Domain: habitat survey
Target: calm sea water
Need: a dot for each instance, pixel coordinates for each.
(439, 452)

- - - -

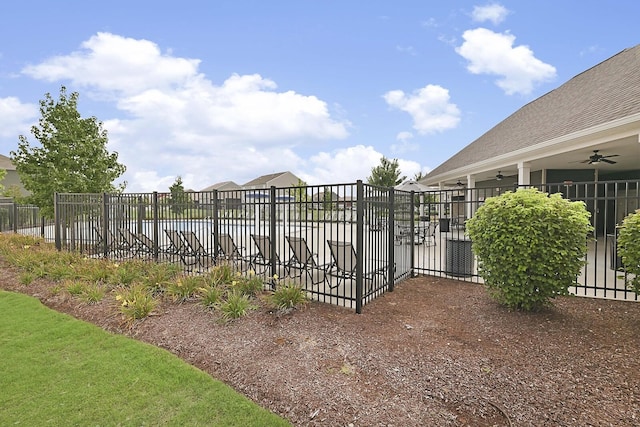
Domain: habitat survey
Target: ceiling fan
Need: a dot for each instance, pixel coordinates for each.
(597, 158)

- - - -

Written task.
Which rows above contain the string "Target", with case counting? Show every such line in full.

Solution to the exercise.
Target: calm sea water
Target: ceiling fan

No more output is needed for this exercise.